### YOUR OBJECTIVE
Exactly retype the lines from the top of the data through the line containing "box: [0, 530, 400, 600]", leaving out every picture.

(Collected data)
--

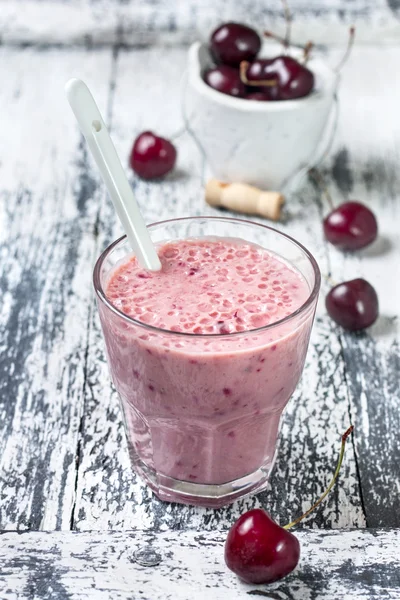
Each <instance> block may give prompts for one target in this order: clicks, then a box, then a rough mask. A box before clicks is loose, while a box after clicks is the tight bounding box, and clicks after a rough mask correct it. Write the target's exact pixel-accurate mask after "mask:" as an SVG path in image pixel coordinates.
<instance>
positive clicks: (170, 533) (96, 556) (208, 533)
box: [0, 530, 400, 600]
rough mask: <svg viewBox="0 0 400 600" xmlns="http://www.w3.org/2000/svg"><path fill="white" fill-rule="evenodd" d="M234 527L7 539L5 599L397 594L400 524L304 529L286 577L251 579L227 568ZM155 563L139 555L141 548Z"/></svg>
mask: <svg viewBox="0 0 400 600" xmlns="http://www.w3.org/2000/svg"><path fill="white" fill-rule="evenodd" d="M225 535H226V533H220V532H217V533H215V532H208V533H204V534H198V533H196V532H168V533H154V532H148V531H147V532H144V531H140V530H136V531H131V532H126V533H122V532H118V533H116V532H114V533H113V532H102V533H89V532H88V533H72V532H71V533H69V532H68V533H67V532H62V533H60V532H53V533H23V534H16V533H7V534H3V535H1V536H0V564H1V568H0V593H1V597H2V599H3V600H14V599H16V598H18V599H19V600H28V599H29V600H30V599H32V600H45V599H46V600H53V599H54V600H92V599H93V600H109V599H112V600H138V599H139V598H140V599H142V600H172V599H173V600H188V598H190V599H191V600H204V598H207V599H209V600H225V599H226V598H230V599H231V600H244V599H245V598H252V597H260V598H270V599H274V600H338V598H343V599H344V600H348V599H350V598H351V599H352V600H374V599H375V598H376V599H378V598H379V600H389V599H390V600H398V599H399V598H400V575H399V573H400V561H399V556H398V545H399V542H400V532H399V530H391V531H389V530H359V531H349V530H336V531H325V532H323V531H311V530H309V531H307V530H305V531H299V532H298V534H297V535H298V537H299V540H300V544H301V558H300V562H299V565H298V567H297V568H296V570H295V571H294V572H293V573H291V574H290V575H289V576H288V577H287V578H286V579H284V580H282V581H280V582H277V583H274V584H271V585H250V584H245V583H242V582H241V581H240V580H239V579H238V578H237V577H236V576H235V575H234V574H233V573H231V572H230V571H229V570H228V569H227V567H226V566H225V562H224V558H223V546H224V541H225ZM144 549H145V550H146V551H147V552H149V553H150V552H151V553H153V555H154V554H157V555H158V557H157V558H158V559H159V560H160V562H159V564H158V565H155V566H151V567H150V566H147V567H146V566H142V565H141V564H138V562H136V561H135V554H136V552H138V551H139V550H144Z"/></svg>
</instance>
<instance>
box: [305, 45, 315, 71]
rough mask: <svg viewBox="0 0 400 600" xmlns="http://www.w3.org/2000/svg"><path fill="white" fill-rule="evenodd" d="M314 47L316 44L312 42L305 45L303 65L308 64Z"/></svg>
mask: <svg viewBox="0 0 400 600" xmlns="http://www.w3.org/2000/svg"><path fill="white" fill-rule="evenodd" d="M313 48H314V44H313V43H312V42H307V44H306V45H305V46H304V50H303V53H304V54H303V65H305V64H307V62H308V59H309V58H310V54H311V50H312V49H313Z"/></svg>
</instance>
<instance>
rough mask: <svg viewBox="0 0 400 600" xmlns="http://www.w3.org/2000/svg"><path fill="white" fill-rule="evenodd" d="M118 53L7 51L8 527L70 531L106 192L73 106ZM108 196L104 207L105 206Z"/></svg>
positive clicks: (6, 156)
mask: <svg viewBox="0 0 400 600" xmlns="http://www.w3.org/2000/svg"><path fill="white" fill-rule="evenodd" d="M110 69H111V51H110V50H104V51H103V50H102V51H98V52H96V53H95V52H90V51H85V50H69V51H68V52H66V51H57V50H49V51H45V52H43V51H40V50H39V51H38V50H35V49H25V50H15V49H14V50H10V49H6V48H4V47H3V48H2V49H1V51H0V78H1V80H2V81H3V85H2V86H1V89H0V114H1V115H2V120H1V132H2V133H1V136H0V165H1V166H0V174H1V176H0V255H1V261H0V281H1V302H0V473H1V501H0V523H1V527H2V528H3V529H24V528H33V529H40V528H49V529H51V528H56V527H57V528H67V529H68V528H69V526H70V519H71V511H72V507H73V503H74V496H75V476H76V464H75V459H76V449H77V443H78V431H79V426H80V419H81V416H82V407H83V401H82V400H83V387H84V382H85V354H86V345H87V323H88V315H89V305H90V301H89V298H90V297H91V283H90V276H89V273H90V265H91V263H92V260H93V252H94V238H93V226H94V222H95V218H96V213H97V208H98V201H99V197H100V195H101V190H100V191H99V188H98V181H97V178H96V177H94V176H92V175H89V174H88V172H87V158H86V150H85V148H84V147H83V146H82V145H81V140H80V136H79V134H78V131H77V129H76V126H75V124H74V121H73V118H72V116H71V114H70V111H69V108H68V105H67V103H66V101H65V97H64V83H65V81H66V80H67V79H68V78H70V77H71V76H73V75H78V74H81V75H82V76H83V77H85V78H87V79H88V80H89V81H91V82H92V83H93V84H94V85H95V87H96V91H97V96H98V100H99V103H100V105H101V107H102V108H104V109H105V108H106V106H107V95H108V80H109V75H110ZM99 194H100V195H99Z"/></svg>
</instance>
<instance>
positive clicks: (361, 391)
mask: <svg viewBox="0 0 400 600" xmlns="http://www.w3.org/2000/svg"><path fill="white" fill-rule="evenodd" d="M319 51H320V52H321V53H323V54H324V56H325V58H326V60H327V61H329V62H330V63H331V64H335V63H336V62H337V61H338V59H339V57H340V55H341V52H342V51H341V49H340V48H337V47H334V46H328V47H324V48H322V49H320V50H319ZM186 53H187V47H186V45H184V44H183V45H182V44H176V45H174V44H172V45H171V44H169V45H165V44H156V43H155V44H151V45H148V46H143V47H132V48H127V47H121V46H119V45H115V44H114V45H111V46H104V47H97V46H96V47H93V48H91V47H89V46H86V47H85V46H79V47H78V46H76V47H74V46H67V47H66V46H60V47H56V46H43V45H35V44H34V45H29V46H24V45H21V44H18V45H3V46H1V47H0V80H1V81H2V82H3V84H2V85H1V86H0V114H1V116H2V118H1V135H0V201H1V202H0V257H1V261H0V281H1V287H0V294H1V298H0V299H1V302H0V529H1V530H2V534H1V537H0V557H1V561H0V597H1V598H2V599H4V600H11V599H14V598H24V599H25V598H29V599H31V598H32V599H39V600H42V599H47V598H57V599H60V600H64V599H70V598H73V599H78V598H79V599H89V598H90V599H92V598H93V599H96V600H97V599H101V600H102V599H106V598H112V599H113V600H115V599H126V600H127V599H135V600H136V599H137V598H142V599H144V598H145V599H149V600H150V599H151V600H156V599H157V600H158V599H159V600H164V598H165V599H167V598H168V599H169V598H174V599H175V598H179V599H185V598H196V599H197V598H198V599H201V598H206V597H207V598H211V599H214V598H215V599H219V598H228V597H229V598H232V599H236V598H246V597H248V596H252V595H254V596H262V597H268V598H275V599H278V600H279V599H282V600H283V599H288V600H289V599H294V600H308V599H310V600H315V599H318V600H319V599H322V598H323V599H324V600H329V599H332V600H334V599H335V600H336V599H338V598H355V599H358V598H360V599H361V598H362V599H364V598H400V574H399V567H400V560H399V553H398V545H399V535H400V533H399V528H400V508H399V507H400V501H399V500H400V444H399V436H400V385H399V378H400V357H399V333H398V319H399V313H400V260H399V258H400V254H399V253H400V234H399V229H400V170H399V168H398V164H399V159H400V111H399V106H400V102H399V100H400V78H398V77H396V76H395V74H396V73H397V71H398V65H399V63H400V45H397V44H394V43H393V44H388V45H376V44H372V43H369V44H365V45H362V44H360V45H358V46H357V45H356V47H355V48H354V51H353V54H352V57H351V60H350V61H349V63H348V64H347V66H346V67H345V69H344V71H343V76H342V82H341V89H340V115H339V123H338V130H337V134H336V138H335V141H334V144H333V147H332V149H331V151H330V153H329V156H328V157H327V158H326V160H325V161H324V163H323V165H322V166H321V168H320V172H321V173H322V176H323V177H324V179H325V181H326V184H327V187H328V189H329V191H330V193H331V195H332V197H333V199H334V201H335V202H337V203H340V202H342V201H343V200H345V199H348V198H351V199H358V200H361V201H363V202H365V203H367V204H368V205H369V206H371V208H372V209H373V211H374V212H375V214H376V215H377V218H378V221H379V228H380V235H379V239H378V240H377V241H376V242H375V243H374V244H373V245H372V246H371V247H369V248H367V249H365V250H363V251H360V252H358V253H355V254H354V255H349V254H343V253H341V252H339V251H337V250H336V249H335V248H333V247H332V246H330V245H329V244H327V243H325V242H324V240H323V236H322V230H321V220H322V217H323V215H325V214H326V213H327V212H328V205H327V202H326V198H325V196H324V194H323V193H322V191H321V189H320V188H319V187H318V186H316V185H315V184H314V183H313V182H312V181H309V180H307V179H305V180H304V181H303V183H302V185H301V187H300V189H299V190H298V191H297V192H296V193H295V194H293V195H292V196H291V197H290V198H288V201H287V204H286V208H285V218H284V220H283V221H282V222H281V223H279V224H278V225H277V227H278V228H279V229H280V230H282V231H284V232H287V233H288V234H290V235H292V236H293V237H295V238H297V239H298V240H299V241H300V242H302V243H303V244H305V245H306V246H307V247H308V248H309V249H310V250H311V252H312V253H313V254H314V256H315V257H316V259H317V260H318V263H319V265H320V268H321V272H322V275H323V284H322V293H321V301H320V303H319V307H318V311H317V317H316V322H315V325H314V330H313V334H312V339H311V344H310V348H309V352H308V357H307V361H306V366H305V369H304V374H303V377H302V380H301V383H300V384H299V386H298V388H297V390H296V392H295V394H294V396H293V398H292V399H291V401H290V403H289V405H288V408H287V410H286V413H285V417H284V422H283V429H282V440H281V444H280V451H279V456H278V460H277V464H276V467H275V469H274V472H273V474H272V477H271V479H270V483H269V486H268V489H267V490H266V491H264V492H262V493H260V494H258V495H256V496H253V497H250V498H247V499H245V500H242V501H238V502H235V503H234V504H233V505H231V506H228V507H226V508H223V509H220V510H211V509H200V508H194V507H188V506H182V505H175V504H167V503H163V502H160V501H159V500H157V498H156V497H155V496H154V495H153V494H152V493H151V492H150V491H149V490H148V489H147V488H146V487H145V486H144V485H143V483H142V482H141V481H140V479H139V478H138V477H136V476H135V475H134V474H133V473H132V472H131V469H130V465H129V460H128V452H127V446H126V442H125V437H124V430H123V424H122V415H121V411H120V407H119V404H118V398H117V394H116V392H115V390H114V388H113V387H112V385H111V382H110V377H109V373H108V369H107V364H106V360H105V355H104V346H103V341H102V338H101V332H100V327H99V321H98V317H97V314H96V310H95V306H94V296H93V290H92V283H91V272H92V267H93V264H94V261H95V259H96V257H97V256H98V255H99V253H100V252H101V251H102V250H103V249H104V248H105V247H106V246H107V245H108V243H109V242H110V241H112V240H113V239H115V238H116V237H118V236H119V235H121V228H120V225H119V223H117V222H116V219H115V217H114V213H113V210H112V207H111V203H110V200H109V198H108V197H107V195H106V192H105V189H104V186H103V184H102V183H101V181H100V179H99V177H98V175H97V173H96V170H95V168H94V165H93V163H92V161H91V158H90V157H89V156H88V153H87V149H86V146H85V144H84V143H83V141H82V138H81V136H80V134H79V132H78V129H77V126H76V124H75V122H74V120H73V117H72V114H71V112H70V110H69V108H68V106H67V103H66V100H65V97H64V91H63V87H64V83H65V82H66V80H68V79H69V78H70V77H73V76H79V77H81V78H82V79H84V80H85V81H87V83H88V84H89V86H90V87H91V89H92V91H93V92H94V94H95V96H96V99H97V100H98V103H99V107H100V110H101V111H102V112H103V115H104V116H105V119H106V121H107V123H108V124H109V126H110V130H111V133H112V137H113V139H114V141H115V145H116V147H117V150H118V152H119V153H120V155H121V156H122V157H123V158H124V159H125V158H126V157H127V156H128V153H129V150H130V147H131V144H132V140H133V139H134V137H135V135H136V134H137V133H138V132H140V131H141V130H143V129H153V130H155V131H157V132H159V133H160V134H162V135H164V136H166V137H174V136H175V143H176V146H177V148H178V153H179V158H178V167H177V169H176V171H175V172H174V173H173V174H172V175H171V176H169V177H168V178H166V179H165V180H164V181H163V182H159V183H154V182H151V183H149V182H144V181H140V180H139V179H136V178H135V177H133V176H132V174H131V175H130V177H131V182H132V185H133V188H134V191H135V194H136V198H137V199H138V201H139V203H140V205H141V208H142V210H143V213H144V216H145V220H146V222H148V223H150V222H154V221H157V220H162V219H165V218H171V217H175V216H184V215H202V214H207V215H209V214H218V213H217V211H216V210H213V209H210V208H209V207H207V206H206V204H205V202H204V199H203V184H204V181H205V179H206V178H207V176H208V169H207V165H206V164H204V159H203V157H202V156H201V154H200V153H199V151H198V149H197V147H196V145H195V143H194V142H193V140H192V138H191V137H190V135H189V134H188V133H187V132H185V131H184V130H183V129H182V128H183V121H182V114H181V104H180V94H181V89H180V81H181V76H182V73H183V71H184V69H185V63H186ZM359 276H362V277H365V278H366V279H368V280H369V281H370V282H371V283H372V284H373V285H374V286H375V288H376V290H377V292H378V295H379V301H380V317H379V320H378V321H377V323H376V324H375V325H374V326H373V327H371V328H370V329H369V330H368V331H367V332H365V333H360V334H350V333H346V332H344V331H343V330H341V329H340V328H338V327H336V326H335V325H334V324H333V323H332V321H330V319H329V318H328V316H327V315H326V312H325V309H324V296H325V294H326V292H327V291H328V289H329V287H330V281H332V280H333V281H335V282H339V281H341V280H346V279H352V278H355V277H359ZM350 423H354V425H355V431H354V435H353V437H352V439H351V441H350V442H349V443H348V446H347V451H346V456H345V462H344V465H343V468H342V471H341V474H340V477H339V480H338V483H337V485H336V487H335V489H334V491H333V492H332V493H331V494H330V496H329V497H328V499H327V500H326V501H325V502H324V504H323V505H322V506H321V507H320V508H319V509H318V510H316V511H315V513H313V515H311V516H310V517H309V519H308V520H307V521H306V522H305V523H304V525H301V526H299V527H298V535H299V538H300V540H301V543H302V559H301V562H300V565H299V567H298V569H297V570H296V571H295V572H294V573H293V574H292V575H290V576H289V577H288V578H287V579H286V580H284V581H283V582H281V583H278V584H274V585H273V586H269V587H268V586H246V585H244V584H241V583H239V582H238V581H237V579H236V578H235V576H234V575H233V574H231V573H230V572H228V571H227V569H226V567H225V565H224V561H223V541H224V537H225V535H226V530H227V528H228V527H229V526H230V525H231V524H232V523H233V522H234V520H235V519H236V518H237V517H238V516H239V515H240V514H241V513H242V512H244V511H245V510H247V509H249V508H252V507H264V508H266V509H267V510H268V511H269V512H270V513H271V514H272V516H273V517H274V518H276V519H277V520H278V521H279V522H281V523H285V522H287V521H288V520H290V519H291V518H293V517H295V516H297V515H299V514H301V513H302V512H304V510H305V509H307V508H308V507H309V506H310V504H311V503H312V502H314V501H315V500H316V499H317V498H318V497H319V495H320V494H321V492H322V491H323V490H324V489H325V487H326V486H327V483H328V482H329V480H330V478H331V475H332V472H333V470H334V466H335V463H336V460H337V455H338V451H339V446H340V436H341V434H342V432H344V431H345V429H346V428H347V427H348V426H349V424H350ZM139 548H142V549H143V548H144V549H146V548H147V550H149V551H150V550H153V551H154V552H156V553H158V555H159V556H158V558H157V561H160V564H158V565H157V566H153V567H150V566H147V567H146V566H143V565H141V564H140V560H139V562H137V561H135V552H136V551H137V550H138V549H139ZM157 561H156V562H157Z"/></svg>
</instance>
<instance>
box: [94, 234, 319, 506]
mask: <svg viewBox="0 0 400 600" xmlns="http://www.w3.org/2000/svg"><path fill="white" fill-rule="evenodd" d="M158 252H159V256H160V259H161V263H162V270H161V271H160V272H157V273H150V272H147V271H145V270H143V269H141V268H140V266H139V265H138V263H137V261H136V259H135V258H134V257H131V258H129V259H128V260H125V261H124V262H123V263H121V264H119V265H118V266H117V267H116V268H114V270H113V271H112V273H111V275H110V277H109V279H108V285H107V287H106V295H107V298H108V299H109V301H110V302H111V303H112V304H113V305H114V307H116V308H117V309H119V311H121V312H123V313H125V314H126V315H128V316H129V317H132V318H133V319H135V320H137V321H140V322H141V323H143V324H145V325H147V327H146V326H140V325H138V324H135V323H134V322H132V321H131V322H129V320H123V319H121V318H120V317H118V315H117V314H116V313H113V312H112V311H109V310H107V309H106V308H105V307H104V305H99V310H100V316H101V321H102V326H103V331H104V336H105V340H106V347H107V353H108V358H109V364H110V368H111V372H112V376H113V380H114V383H115V385H116V388H117V390H118V391H119V393H120V395H121V399H122V404H123V407H124V414H125V420H126V427H127V435H128V441H129V446H130V453H131V458H132V461H133V463H134V464H135V467H136V468H138V469H139V471H141V472H142V473H143V474H144V475H145V477H146V478H147V479H148V481H149V482H150V484H151V485H153V488H154V489H156V491H157V489H158V484H157V482H158V481H159V480H160V478H161V479H162V478H163V477H164V478H173V479H174V480H179V481H185V482H191V483H198V484H225V483H227V482H230V481H233V480H238V479H241V478H243V477H245V476H248V475H249V474H251V473H253V472H256V471H257V470H259V469H264V470H265V472H268V470H269V469H270V468H271V465H272V463H273V459H274V453H275V447H276V440H277V435H278V430H279V422H280V418H281V414H282V410H283V408H284V407H285V405H286V403H287V401H288V399H289V398H290V396H291V395H292V393H293V391H294V388H295V386H296V385H297V382H298V380H299V377H300V374H301V371H302V368H303V364H304V360H305V355H306V351H307V346H308V340H309V335H310V330H311V325H312V320H313V312H314V311H313V310H309V311H304V314H301V315H299V316H298V317H292V318H291V319H287V320H286V321H284V322H283V323H280V324H278V325H277V326H275V327H268V328H264V329H262V328H263V327H264V326H266V325H272V324H274V323H277V322H278V321H281V320H282V319H285V318H286V317H288V316H289V315H291V314H292V313H294V312H295V311H297V310H298V309H299V308H300V307H301V306H302V305H303V304H304V303H305V302H306V300H307V299H308V297H309V295H310V289H309V287H308V285H307V283H306V281H305V279H304V278H303V276H302V275H301V274H300V272H299V271H297V270H296V269H295V268H294V267H292V266H291V265H289V264H288V263H287V262H284V261H283V259H280V258H279V257H278V256H277V255H274V254H273V253H272V252H269V251H267V250H264V249H262V248H261V247H259V246H255V245H252V244H250V243H248V242H244V241H240V240H237V239H224V238H203V239H192V240H182V241H175V242H171V243H166V244H164V245H162V246H160V247H159V249H158ZM148 326H153V327H154V328H157V329H153V328H152V327H148ZM160 329H161V330H168V331H164V332H163V331H160ZM171 332H172V333H171ZM187 334H191V335H187ZM221 334H226V335H221ZM232 334H233V335H232ZM160 495H161V497H163V496H162V494H160ZM168 499H174V498H173V496H171V495H169V496H168Z"/></svg>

--

### WRITTEN RESPONSE
Each <instance> block may give prompts for one target in this order: clicks, then a box, then a rough mask. A box before clicks is loose, while a box after clicks is the tight bounding box, and clicks after a rough mask correct it. Write the target's exact pixel-accurate mask after "mask:" as an SVG path in image pixel coordinates.
<instance>
positive clicks: (170, 533) (96, 556) (208, 533)
box: [0, 530, 400, 600]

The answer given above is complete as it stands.